■ **TASK TO COMPLETE**
Begin with the line containing "Target: stacked garbage bag" and end with the last line of the data below; return those lines exactly, and only those.

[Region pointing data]
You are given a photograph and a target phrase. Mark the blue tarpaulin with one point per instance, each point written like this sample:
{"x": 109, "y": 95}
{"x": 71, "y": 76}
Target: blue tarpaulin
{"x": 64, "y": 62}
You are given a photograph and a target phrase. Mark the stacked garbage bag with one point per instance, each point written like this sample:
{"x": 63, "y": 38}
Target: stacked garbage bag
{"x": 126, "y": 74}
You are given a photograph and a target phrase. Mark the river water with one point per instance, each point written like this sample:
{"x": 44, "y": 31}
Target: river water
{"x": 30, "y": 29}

■ **ANSWER SPACE**
Target: stacked garbage bag
{"x": 126, "y": 74}
You are given a photograph and a target phrase. Mark the river water with one point per instance, each point written like this sample:
{"x": 44, "y": 31}
Target: river water
{"x": 30, "y": 29}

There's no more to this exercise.